• [Stated exercise 1]:
Answer these questions using the text on propensity score balance checks. Label each answer with its matching letter.
(a) Which metric is used to assess the balance of each covariate?
(b) What does an SMD between 0.1 and 0.2 point to?
(c) Which model initially rejects the applicants in Group 1?
• [Stated exercise 2]:
Carry on the text about propensity score balance checks, picking up right after its final sentence.

• [Source text]:
········

After estimating propensity scores for our dataset, it's crucial to ensure that these scores effectively balance the covariates between our treated (loan approved) and control (loan rejected) groups. This step is fundamental in propensity score matching and helps validate the reliability of our propensity scores.

- What Are Balance Checks?
Balance checks involve comparing the distribution of covariates between treated and control groups after matching based on propensity scores. The goal is to ascertain that our matching process has resulted in groups that are comparable across key characteristics, minimizing selection bias.

- How Do We Conduct Balance Checks?
We utilize the Standardized Mean Difference (SMD) as a metric to assess the balance of each covariate. The SMD compares the difference in means between the treated and control groups, standardized by the pooled standard deviation of the two groups.

- Interpreting SMDs:

An SMD < 0.1 indicates a negligible imbalance, suggesting our matching process has been effective.

An SMD between 0.1 and 0.2 points to a moderate imbalance, requiring closer inspection.

An SMD > 0.2 signals a significant imbalance, indicating that our propensity score model may need adjustment.


Our objective is to achieve SMDs below 0.1 for all covariates, ensuring that our treated and control groups are well-balanced and that subsequent analyses on the effect of loan approval are robust and reliable.

#### Practical Guideline

Assessing the Quality of Matches Through Balance Testing
- Synthetic Data Analysis
In this notebook, the goal is to use synthetic dataset to simulate the loan approval process typically encountered in financial institutions, introducing an element of human bias to replicate real-world decision-making inaccuracies. This process results in three distinct groups within our dataset:

Group 1 - Rejected by the Model: These are applicants that the logistic regression model initially rejects based on their likelihood of default. This group represents decisions made purely on algorithmic assessments without human intervention.

Group 2 - Biased Rejections: Applicants initially approved by the logistic model but whose approval status is manually inverted to simulate bias. This alteration mimics scenarios where potentially creditworthy individuals are erroneously rejected due to subjective biases or oversight.

········

• [Listed records]:
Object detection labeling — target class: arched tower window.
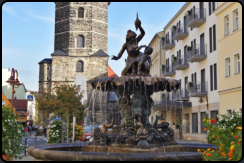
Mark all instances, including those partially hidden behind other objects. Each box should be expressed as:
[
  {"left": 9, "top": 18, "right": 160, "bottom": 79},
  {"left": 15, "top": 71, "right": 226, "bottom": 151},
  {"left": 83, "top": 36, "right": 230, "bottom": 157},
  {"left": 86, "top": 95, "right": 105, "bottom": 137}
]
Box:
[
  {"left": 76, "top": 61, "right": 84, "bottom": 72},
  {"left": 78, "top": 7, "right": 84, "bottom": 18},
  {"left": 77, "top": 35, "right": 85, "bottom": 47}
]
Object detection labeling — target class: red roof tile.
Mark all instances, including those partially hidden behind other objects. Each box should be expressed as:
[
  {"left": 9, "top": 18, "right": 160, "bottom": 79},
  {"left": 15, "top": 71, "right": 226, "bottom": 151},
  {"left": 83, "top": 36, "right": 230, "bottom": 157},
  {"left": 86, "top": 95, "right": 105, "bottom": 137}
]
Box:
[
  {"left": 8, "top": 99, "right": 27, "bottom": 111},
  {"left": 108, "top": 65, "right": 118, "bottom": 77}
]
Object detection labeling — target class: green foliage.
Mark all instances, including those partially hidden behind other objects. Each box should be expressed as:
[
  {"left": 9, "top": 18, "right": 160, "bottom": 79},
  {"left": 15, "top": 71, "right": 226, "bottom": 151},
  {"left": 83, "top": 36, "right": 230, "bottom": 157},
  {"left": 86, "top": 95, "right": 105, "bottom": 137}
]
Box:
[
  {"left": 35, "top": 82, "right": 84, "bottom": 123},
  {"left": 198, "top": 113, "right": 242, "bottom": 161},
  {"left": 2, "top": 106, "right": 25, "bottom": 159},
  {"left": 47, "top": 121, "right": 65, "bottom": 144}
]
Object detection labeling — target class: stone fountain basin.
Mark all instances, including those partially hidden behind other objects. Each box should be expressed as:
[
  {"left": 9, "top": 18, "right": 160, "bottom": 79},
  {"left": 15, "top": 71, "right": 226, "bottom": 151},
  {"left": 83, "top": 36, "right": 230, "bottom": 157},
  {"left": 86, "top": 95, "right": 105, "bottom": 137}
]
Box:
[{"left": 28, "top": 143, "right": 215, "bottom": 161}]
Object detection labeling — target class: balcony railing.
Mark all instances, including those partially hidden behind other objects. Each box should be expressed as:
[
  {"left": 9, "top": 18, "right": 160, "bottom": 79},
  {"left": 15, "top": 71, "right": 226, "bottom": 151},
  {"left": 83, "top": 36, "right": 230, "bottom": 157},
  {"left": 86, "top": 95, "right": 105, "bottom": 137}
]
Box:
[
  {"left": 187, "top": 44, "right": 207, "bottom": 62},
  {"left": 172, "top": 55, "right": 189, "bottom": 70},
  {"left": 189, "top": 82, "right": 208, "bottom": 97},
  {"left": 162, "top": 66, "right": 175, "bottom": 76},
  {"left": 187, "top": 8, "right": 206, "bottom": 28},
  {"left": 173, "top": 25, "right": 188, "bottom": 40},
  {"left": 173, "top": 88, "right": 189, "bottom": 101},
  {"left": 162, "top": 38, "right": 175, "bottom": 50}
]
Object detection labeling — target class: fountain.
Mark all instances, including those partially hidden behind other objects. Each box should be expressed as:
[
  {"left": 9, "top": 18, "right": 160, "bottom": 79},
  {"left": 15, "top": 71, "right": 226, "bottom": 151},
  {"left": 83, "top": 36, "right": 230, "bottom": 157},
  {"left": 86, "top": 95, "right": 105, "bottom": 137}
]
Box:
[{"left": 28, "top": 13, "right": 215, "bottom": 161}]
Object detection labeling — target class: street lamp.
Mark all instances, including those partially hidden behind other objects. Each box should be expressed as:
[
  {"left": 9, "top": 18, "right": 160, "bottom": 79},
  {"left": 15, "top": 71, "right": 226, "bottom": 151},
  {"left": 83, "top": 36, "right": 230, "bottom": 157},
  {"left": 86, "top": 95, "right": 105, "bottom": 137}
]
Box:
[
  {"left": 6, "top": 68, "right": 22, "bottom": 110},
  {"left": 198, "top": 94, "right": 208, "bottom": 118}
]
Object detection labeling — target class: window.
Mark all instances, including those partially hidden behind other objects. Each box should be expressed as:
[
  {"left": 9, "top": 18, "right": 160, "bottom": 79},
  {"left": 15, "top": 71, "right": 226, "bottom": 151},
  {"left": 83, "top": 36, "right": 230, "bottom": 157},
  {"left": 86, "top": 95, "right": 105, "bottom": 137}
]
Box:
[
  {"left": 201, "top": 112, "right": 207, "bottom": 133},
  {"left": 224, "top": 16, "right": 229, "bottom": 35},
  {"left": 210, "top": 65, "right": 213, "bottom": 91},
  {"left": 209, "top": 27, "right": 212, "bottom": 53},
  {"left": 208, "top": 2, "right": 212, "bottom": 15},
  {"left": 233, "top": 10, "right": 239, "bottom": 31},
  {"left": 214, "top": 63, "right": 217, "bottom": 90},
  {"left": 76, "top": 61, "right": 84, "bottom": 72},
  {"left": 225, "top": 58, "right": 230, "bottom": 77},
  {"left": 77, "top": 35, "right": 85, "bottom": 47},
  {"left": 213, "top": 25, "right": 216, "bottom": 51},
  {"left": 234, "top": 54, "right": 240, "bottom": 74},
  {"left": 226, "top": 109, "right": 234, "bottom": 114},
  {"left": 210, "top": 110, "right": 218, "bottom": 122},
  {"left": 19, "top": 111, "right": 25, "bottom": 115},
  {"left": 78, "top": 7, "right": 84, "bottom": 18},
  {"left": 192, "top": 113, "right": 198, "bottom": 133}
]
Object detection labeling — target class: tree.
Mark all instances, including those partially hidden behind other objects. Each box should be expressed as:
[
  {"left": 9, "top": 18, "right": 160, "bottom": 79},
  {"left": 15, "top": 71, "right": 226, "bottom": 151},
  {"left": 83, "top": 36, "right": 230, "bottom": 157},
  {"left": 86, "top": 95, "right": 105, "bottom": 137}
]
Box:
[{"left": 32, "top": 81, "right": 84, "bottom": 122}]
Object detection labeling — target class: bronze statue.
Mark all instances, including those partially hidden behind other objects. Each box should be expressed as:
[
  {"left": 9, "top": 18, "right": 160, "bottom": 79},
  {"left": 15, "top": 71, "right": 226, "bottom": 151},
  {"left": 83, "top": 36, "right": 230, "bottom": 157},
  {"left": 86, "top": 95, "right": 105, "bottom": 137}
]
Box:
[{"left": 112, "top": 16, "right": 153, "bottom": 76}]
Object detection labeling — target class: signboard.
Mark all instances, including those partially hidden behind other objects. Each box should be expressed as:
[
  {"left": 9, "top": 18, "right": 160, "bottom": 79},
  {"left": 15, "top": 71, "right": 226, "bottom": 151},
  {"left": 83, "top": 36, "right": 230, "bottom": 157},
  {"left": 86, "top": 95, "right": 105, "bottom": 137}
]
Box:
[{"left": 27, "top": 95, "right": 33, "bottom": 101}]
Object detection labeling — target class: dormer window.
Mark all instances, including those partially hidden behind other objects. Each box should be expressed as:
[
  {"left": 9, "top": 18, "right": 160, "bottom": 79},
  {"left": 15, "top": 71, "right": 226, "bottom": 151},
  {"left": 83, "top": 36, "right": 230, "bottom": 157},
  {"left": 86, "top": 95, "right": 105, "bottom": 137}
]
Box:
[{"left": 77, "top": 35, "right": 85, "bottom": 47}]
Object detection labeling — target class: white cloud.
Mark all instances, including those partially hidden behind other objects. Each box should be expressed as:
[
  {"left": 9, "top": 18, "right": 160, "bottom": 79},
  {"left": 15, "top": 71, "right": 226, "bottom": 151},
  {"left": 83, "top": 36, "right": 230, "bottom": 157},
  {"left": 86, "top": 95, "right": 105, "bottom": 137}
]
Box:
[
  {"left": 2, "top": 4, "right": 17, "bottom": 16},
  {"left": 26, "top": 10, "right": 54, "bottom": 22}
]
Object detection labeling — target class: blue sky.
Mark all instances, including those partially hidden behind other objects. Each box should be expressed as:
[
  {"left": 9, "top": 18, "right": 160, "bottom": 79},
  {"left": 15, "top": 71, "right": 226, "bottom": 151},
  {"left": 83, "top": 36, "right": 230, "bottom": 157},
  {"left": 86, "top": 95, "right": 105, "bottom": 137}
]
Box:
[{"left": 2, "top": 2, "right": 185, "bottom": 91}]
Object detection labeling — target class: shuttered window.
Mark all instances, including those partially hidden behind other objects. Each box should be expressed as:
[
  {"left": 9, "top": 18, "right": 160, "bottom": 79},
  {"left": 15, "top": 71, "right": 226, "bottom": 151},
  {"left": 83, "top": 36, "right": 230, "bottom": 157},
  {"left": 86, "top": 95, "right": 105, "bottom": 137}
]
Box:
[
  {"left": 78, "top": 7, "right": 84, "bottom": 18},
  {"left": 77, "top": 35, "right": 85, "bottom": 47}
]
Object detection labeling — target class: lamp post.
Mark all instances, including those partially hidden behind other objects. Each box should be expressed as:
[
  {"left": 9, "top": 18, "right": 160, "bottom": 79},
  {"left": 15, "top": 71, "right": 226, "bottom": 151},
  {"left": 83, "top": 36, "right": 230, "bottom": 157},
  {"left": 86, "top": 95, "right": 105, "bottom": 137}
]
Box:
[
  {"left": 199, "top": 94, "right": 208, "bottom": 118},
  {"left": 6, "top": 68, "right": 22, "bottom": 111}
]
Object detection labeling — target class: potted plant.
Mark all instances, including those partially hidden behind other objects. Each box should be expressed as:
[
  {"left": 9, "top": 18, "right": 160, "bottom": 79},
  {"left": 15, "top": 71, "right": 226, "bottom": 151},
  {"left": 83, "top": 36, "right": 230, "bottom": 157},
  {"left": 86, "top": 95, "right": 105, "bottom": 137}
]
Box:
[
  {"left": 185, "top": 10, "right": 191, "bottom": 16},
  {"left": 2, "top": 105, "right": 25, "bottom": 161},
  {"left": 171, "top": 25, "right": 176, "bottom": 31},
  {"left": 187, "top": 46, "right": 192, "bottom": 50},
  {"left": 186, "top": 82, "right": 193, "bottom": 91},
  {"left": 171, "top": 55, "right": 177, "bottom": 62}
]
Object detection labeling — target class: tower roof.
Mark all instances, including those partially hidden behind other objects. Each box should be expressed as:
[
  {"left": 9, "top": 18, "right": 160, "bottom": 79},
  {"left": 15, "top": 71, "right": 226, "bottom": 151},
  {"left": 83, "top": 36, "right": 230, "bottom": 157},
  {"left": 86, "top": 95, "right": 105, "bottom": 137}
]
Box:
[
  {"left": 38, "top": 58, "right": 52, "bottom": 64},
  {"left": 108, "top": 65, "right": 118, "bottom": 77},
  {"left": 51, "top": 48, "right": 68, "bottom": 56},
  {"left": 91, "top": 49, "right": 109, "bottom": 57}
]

········

• [Task answer 1]:
(a) The Standardized Mean Difference (SMD).
(b) A moderate imbalance, which requires closer inspection.
(c) The logistic regression model.

• [Task answer 2]:
Group 3 - Approved and Unflipped: Constitutes applicants who were approved by the logistic model, and their approval status remained unchanged. This group represents the model's unbiased decisions deemed creditworthy without subsequent manual intervention.

Given this study's objective to explore the reject inference problem—specifically, to identify applicants who were mistakenly deemed non-creditworthy due to bias—the comparison between Group 2 (Biased Rejections) and Group 3 (Approved and Unflipped) is paramount. This comparison is instrumental in validating our synthetic bias injection approach and establishing a foundation for applying reject inference techniques. By conducting balance tests between these groups, we assess the effectiveness of our methodology in simulating realistic biased decision scenarios and ensuring that the flagged rejected cases (Group 2) are indeed comparable to approved cases (Group 3) in terms of observable characteristics.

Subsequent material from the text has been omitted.